WRITTEN TASK:
Skip the images and return the records below exactly.

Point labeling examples
▼▼▼
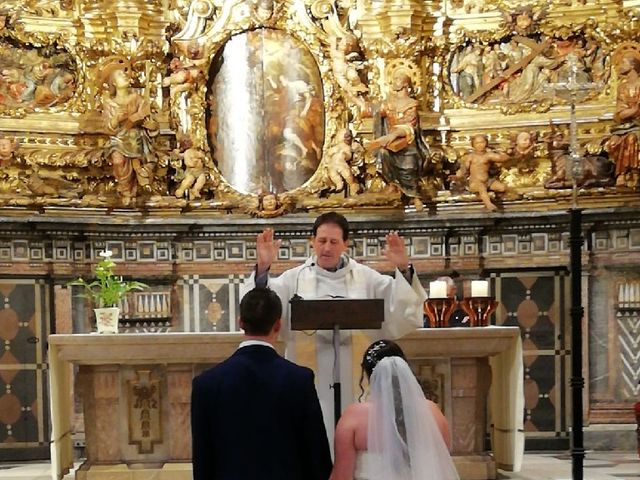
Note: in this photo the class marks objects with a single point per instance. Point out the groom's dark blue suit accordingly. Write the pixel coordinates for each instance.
(256, 416)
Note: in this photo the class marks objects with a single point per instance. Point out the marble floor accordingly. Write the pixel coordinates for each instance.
(543, 466)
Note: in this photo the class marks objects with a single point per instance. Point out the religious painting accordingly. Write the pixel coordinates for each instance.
(35, 78)
(266, 112)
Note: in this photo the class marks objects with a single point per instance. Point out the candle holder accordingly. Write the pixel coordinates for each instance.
(479, 309)
(438, 310)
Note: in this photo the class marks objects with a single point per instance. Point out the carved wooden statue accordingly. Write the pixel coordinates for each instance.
(623, 144)
(127, 116)
(475, 166)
▲▲▲
COMPLETE ANSWER:
Note: in this photo the class marks objects with a single point per instance. Point out the groom's dark blue suit accordingly. Write the pixel coordinates for each instance.
(256, 416)
Note: in this photo the class marks objects with a single point per instance. Point out the marble floor accordingly. Write the pixel coordinates for each instance.
(543, 466)
Note: in this photo the class marks objects with a single point per instance. Point out the religious painting accordingly. Write the pixel coordinates for each instance.
(35, 78)
(266, 112)
Note: in this photo the class marks objects with a single point per instance. Point out the candle holder accordingly. Write the pixel coordinates for each instance.
(479, 309)
(438, 310)
Note: in this photo the class marks objects with a single point per instance. Point out the carved wooden statue accordingly. Write the pixel coordinates for each instance.
(623, 144)
(127, 116)
(475, 166)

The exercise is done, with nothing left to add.